**Document section**.
'''

The Week in Sleep News: September 16, 2022

Having trouble getting your crying baby back to sleep? Researchers may have found the scientifically proven best way to soothe them back to sleep.

Two people reading newspaper's in bed. Text reads: Sleep News Week of September 16, 2022

Here’s the sleep news for this week:

A new way to get a crying baby back to sleep

Science shows that getting out of bed can help adults more easily fall back asleep—and new research shows the same may be true for infants. Research submitted to Current Biology suggests that a study of 21 infants showed the best method to calm a crying baby is to pick them up and walk around for five minutes. After this, sit and hold the baby for five to eight minutes before placing them back in their crib. Using heart-rate monitors and hand-held video cameras, researchers found that babies who were crying calmed down and had drops in heart rates within 30 seconds of the parent starting to walk. All babies stopped crying as the parent walked, with half of them falling asleep.

Pre-teens are losing eight hours of sleep per week

Phone use and doomscrolling before bed hurt adults’ sleep. A new study from De Montfort University has revealed that the same is true for kids. Children 10 to 11 could be losing up to eight hours of sleep a week due to use of social media. Researchers found that 10-year-old children who use social media before going to sleep get less sleep and are more likely to suffer from anxiety and fear of missing out. This study also found that 10- to 11-year-olds are only getting an average 8.7 hours of sleep a night when they should be getting 9 to 11 hours of sleep.

Which social media sites cause the most sleep loss?

Speaking of adolescent sleep loss, another study from Adelaide, Australia, studied which technologies and sites cost children ages 12 to 18 the most sleep loss. What researchers found is that across the board, no matter what device a child was using, watching YouTube increased the odds that he or she slept less than seven hours. However, while watching TV or engaging with other apps increased the chance of a later bedtime, they caused less disruption to an adolescent’s sleep length.

Body temperature linked to REM length

A new study reports that warm-blooded animals with higher body temperatures get lower amounts of REM sleep, while those with lower body temperatures get more REM sleep. Published in Lancet Neurology, the study found that birds have the highest body temperature at 41 degrees Celsius and get 0.7 hours of REM sleep, while humans sit at 37 degrees Celsius with two hours of REM sleep. Researchers found that REM sleep acts like a “thermostatically controlled brain heater.”

Paintings from a dream go to auction

The most significant paintings from Gertrude Abercrombie, a surrealist painter from the 20th century, will go to auction this fall on September 28. Abercrombie debuted in 1932 at the world’s fair in Chicago with her surrealist paintings of dreamy, barren landscapes. While she was well known in the Chicago art scene, she received little notoriety from the rest of the world. The painter saw dreams as a valuable asset to her work, as oftentimes, the subjects of her paintings came to her in her dreams.

In sleep-centric social media...

The New Yorker Magazine pokes fun at how exhausting our digital age can be.

A doodle of a person sitting up in bed with a phone in their hand. Text reads: I'm too tired to click on things all day.
New Yorker Magazine

A tweet showing an adorable duck fighting off sleep in a frog hat seems like the perfect way to end our week

A duck asleep wearing a knitted hat with frog eyes.

'''

**Material shown**.

'''

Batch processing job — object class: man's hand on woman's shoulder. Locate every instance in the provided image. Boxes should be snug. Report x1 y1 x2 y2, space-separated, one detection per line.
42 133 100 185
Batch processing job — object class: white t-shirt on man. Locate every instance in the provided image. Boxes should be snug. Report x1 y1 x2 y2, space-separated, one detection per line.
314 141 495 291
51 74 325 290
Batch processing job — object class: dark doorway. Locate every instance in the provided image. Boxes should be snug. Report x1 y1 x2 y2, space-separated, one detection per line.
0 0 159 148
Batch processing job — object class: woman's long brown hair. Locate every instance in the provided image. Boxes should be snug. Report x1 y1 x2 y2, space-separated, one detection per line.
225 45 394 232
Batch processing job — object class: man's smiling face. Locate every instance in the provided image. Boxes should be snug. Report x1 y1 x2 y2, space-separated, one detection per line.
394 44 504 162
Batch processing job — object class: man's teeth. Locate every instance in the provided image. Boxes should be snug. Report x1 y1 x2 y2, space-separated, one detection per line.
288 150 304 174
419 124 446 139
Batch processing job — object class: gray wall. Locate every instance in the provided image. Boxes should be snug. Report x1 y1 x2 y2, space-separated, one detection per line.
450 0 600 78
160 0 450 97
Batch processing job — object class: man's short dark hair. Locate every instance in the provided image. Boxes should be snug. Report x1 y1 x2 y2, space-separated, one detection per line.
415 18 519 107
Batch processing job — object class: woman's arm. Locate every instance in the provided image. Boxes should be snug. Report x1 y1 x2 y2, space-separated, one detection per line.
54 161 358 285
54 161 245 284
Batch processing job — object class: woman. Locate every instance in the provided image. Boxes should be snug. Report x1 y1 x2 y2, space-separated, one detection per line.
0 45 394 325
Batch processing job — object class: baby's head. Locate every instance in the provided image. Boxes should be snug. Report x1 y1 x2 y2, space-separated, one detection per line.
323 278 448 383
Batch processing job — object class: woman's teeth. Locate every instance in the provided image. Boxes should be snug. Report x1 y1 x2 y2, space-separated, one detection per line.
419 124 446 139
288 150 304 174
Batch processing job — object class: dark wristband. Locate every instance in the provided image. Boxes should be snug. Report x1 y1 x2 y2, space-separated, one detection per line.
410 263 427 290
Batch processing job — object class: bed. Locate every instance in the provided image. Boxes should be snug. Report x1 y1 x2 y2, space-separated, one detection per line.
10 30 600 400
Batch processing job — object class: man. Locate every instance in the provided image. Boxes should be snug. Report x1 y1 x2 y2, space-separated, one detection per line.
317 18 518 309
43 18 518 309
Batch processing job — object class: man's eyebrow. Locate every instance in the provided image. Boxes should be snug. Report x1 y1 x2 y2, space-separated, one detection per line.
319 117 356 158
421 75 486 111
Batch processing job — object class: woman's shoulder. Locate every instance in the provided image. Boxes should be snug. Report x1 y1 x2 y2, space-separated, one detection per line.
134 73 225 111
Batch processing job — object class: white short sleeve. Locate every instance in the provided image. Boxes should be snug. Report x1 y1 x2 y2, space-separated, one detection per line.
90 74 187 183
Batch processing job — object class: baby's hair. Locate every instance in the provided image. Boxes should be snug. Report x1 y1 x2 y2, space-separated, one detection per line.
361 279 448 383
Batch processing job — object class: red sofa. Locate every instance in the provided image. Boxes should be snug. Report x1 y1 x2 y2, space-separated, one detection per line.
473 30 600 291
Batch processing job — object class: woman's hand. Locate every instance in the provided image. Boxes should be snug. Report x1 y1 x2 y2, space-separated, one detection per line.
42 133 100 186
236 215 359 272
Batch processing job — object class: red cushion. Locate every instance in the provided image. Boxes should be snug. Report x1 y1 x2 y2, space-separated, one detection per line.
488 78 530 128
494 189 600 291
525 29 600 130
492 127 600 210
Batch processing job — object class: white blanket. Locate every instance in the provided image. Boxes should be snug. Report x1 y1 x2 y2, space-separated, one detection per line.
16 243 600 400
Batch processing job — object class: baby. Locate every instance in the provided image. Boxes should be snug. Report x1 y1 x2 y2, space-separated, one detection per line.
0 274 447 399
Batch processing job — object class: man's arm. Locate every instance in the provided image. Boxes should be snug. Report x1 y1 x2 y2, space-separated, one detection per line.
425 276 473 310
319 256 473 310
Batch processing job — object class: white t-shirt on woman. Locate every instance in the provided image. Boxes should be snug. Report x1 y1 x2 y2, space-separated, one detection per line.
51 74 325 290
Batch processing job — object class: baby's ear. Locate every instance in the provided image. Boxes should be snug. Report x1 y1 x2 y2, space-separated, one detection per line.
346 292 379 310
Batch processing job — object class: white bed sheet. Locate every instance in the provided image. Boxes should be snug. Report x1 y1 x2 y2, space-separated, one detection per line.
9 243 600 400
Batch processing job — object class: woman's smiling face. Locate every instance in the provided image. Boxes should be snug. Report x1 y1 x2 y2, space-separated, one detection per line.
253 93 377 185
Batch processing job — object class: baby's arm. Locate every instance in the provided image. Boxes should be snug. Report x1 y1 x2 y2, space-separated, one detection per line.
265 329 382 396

'''

**Work to complete**. Reproduce the passage of the sleep news roundup that begins with "Paintings from a" and ends after "things all day.". Rely only on the sleep news roundup for what follows, not on the records.

**Task response**.
Paintings from a dream go to auction

The most significant paintings from Gertrude Abercrombie, a surrealist painter from the 20th century, will go to auction this fall on September 28. Abercrombie debuted in 1932 at the world’s fair in Chicago with her surrealist paintings of dreamy, barren landscapes. While she was well known in the Chicago art scene, she received little notoriety from the rest of the world. The painter saw dreams as a valuable asset to her work, as oftentimes, the subjects of her paintings came to her in her dreams.

In sleep-centric social media...

The New Yorker Magazine pokes fun at how exhausting our digital age can be.

A doodle of a person sitting up in bed with a phone in their hand. Text reads: I'm too tired to click on things all day.